::: EXCERPTED DATA :::
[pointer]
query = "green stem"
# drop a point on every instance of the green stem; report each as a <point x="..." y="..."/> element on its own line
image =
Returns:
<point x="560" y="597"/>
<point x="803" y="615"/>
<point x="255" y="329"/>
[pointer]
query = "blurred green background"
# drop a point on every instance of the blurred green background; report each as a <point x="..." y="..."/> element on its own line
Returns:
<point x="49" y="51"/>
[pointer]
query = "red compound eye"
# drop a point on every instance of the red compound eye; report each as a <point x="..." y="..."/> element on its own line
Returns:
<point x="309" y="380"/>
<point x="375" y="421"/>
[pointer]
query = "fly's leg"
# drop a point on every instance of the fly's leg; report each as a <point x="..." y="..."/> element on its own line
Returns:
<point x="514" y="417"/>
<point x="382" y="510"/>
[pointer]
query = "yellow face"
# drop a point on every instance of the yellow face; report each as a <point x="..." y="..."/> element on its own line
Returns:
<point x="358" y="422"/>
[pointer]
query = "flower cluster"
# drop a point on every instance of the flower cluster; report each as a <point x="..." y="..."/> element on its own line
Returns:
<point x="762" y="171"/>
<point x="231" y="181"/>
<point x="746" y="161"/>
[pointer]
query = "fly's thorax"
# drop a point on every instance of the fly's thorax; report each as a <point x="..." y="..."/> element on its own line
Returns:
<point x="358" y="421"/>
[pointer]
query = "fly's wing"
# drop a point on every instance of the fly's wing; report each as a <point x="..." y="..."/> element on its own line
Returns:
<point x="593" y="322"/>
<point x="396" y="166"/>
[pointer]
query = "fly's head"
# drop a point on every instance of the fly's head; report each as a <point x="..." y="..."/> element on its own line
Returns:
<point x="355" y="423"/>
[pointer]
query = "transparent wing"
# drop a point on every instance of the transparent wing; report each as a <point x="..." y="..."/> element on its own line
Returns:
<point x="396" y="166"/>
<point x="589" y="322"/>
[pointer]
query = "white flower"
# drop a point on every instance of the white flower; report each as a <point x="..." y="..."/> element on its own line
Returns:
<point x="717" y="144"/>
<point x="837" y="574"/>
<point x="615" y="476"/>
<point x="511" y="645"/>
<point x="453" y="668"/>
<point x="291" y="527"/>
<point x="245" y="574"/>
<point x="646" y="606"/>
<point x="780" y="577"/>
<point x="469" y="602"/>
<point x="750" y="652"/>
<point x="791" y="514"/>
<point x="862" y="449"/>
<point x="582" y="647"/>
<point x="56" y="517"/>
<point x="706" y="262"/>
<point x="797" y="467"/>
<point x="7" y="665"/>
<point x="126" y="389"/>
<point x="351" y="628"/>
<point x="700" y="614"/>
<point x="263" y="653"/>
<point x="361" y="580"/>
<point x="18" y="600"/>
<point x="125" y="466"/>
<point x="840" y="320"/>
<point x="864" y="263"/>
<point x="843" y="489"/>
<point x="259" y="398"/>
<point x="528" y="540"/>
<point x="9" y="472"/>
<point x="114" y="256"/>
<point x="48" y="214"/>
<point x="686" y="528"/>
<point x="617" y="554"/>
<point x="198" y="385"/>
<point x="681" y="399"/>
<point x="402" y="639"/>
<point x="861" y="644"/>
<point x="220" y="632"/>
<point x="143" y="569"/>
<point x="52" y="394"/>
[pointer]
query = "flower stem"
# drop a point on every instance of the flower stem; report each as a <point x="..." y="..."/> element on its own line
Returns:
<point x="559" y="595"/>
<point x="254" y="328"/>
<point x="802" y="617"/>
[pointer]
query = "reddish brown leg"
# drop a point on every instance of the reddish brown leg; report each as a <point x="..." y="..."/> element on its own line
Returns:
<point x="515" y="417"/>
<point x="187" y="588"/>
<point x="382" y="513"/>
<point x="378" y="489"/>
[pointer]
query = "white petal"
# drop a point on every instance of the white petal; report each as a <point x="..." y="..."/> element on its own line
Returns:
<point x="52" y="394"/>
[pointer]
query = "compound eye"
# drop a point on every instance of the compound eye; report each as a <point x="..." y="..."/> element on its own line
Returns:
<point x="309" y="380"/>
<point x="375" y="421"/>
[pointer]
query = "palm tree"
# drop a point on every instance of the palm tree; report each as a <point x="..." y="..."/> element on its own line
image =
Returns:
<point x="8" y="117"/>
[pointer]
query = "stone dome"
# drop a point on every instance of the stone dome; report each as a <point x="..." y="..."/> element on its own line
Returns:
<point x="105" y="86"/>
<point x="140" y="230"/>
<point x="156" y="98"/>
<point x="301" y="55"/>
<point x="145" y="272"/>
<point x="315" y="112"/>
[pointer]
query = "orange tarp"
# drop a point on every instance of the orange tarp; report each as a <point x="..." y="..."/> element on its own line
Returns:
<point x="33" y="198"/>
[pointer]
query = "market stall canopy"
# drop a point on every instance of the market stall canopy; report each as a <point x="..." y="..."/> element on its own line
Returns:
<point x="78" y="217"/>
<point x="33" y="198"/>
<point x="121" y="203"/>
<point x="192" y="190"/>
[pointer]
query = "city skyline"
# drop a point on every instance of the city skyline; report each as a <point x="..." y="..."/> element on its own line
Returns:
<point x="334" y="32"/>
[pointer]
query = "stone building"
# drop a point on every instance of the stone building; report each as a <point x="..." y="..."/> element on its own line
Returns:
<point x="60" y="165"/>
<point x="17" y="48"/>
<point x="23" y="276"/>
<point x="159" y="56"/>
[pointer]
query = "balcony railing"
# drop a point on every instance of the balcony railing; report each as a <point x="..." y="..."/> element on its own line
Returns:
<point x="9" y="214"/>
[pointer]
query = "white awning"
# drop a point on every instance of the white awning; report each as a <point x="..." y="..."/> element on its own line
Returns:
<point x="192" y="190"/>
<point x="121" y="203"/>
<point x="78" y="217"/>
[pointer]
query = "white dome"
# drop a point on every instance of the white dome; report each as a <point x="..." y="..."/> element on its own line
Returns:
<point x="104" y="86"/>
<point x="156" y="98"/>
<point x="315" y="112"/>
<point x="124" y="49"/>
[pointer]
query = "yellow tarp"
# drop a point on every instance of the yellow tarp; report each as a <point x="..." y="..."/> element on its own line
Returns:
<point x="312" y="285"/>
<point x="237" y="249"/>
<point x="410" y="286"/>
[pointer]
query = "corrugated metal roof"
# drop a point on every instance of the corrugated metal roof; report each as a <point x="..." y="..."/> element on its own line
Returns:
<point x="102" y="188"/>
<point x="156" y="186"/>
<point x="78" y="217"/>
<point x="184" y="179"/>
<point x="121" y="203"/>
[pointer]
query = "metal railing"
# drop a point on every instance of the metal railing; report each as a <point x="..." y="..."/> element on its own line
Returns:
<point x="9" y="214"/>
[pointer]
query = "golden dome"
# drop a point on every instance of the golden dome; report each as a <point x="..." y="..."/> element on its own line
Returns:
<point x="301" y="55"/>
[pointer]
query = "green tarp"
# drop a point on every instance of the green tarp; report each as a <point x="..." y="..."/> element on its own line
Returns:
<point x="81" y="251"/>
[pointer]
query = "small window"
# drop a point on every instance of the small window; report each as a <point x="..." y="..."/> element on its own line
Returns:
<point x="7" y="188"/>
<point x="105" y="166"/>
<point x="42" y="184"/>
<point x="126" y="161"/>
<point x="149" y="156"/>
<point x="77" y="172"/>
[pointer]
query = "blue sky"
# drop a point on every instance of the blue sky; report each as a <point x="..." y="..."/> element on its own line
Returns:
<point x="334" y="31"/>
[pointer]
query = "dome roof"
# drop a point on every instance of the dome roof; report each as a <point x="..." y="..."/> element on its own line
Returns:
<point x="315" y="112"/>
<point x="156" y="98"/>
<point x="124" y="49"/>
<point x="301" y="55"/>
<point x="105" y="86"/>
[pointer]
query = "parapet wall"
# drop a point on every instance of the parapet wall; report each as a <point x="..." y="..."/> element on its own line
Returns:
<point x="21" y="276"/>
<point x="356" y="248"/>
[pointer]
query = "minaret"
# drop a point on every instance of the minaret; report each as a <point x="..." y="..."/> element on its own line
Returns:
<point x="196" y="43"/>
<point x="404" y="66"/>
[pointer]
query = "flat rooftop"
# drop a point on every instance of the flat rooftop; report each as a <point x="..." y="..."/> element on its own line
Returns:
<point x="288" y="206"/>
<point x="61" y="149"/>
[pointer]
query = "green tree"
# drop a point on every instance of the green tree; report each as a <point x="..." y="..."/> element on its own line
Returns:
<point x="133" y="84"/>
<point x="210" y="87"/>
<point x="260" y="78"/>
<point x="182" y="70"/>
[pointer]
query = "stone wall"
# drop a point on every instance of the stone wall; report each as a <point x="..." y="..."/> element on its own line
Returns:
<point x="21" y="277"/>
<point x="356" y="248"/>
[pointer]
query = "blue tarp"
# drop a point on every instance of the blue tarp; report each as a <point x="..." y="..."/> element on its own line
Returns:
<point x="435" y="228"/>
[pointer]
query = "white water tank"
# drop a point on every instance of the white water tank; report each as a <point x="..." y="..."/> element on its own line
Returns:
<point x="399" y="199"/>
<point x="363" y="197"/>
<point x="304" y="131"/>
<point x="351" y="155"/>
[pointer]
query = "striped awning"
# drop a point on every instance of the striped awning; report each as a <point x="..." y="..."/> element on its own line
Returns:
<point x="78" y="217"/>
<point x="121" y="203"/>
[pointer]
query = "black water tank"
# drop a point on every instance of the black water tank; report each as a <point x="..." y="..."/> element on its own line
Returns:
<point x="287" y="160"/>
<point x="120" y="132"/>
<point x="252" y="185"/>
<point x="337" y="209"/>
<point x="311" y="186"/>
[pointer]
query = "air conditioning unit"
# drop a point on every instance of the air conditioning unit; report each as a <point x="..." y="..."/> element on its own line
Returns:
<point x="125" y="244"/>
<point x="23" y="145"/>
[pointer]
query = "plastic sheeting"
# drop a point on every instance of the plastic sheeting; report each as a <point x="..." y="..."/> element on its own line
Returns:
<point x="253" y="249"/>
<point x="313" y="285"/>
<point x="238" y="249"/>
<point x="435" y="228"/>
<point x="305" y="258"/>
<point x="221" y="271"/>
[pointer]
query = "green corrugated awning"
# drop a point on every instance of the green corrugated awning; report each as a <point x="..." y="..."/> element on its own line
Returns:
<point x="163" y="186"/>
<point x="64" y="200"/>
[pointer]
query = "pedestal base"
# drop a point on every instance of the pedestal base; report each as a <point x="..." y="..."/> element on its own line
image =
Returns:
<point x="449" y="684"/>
:::
THE TASK: Count the lines in the material that contain the string "flat". Reply with the number only.

TASK ANSWER: 2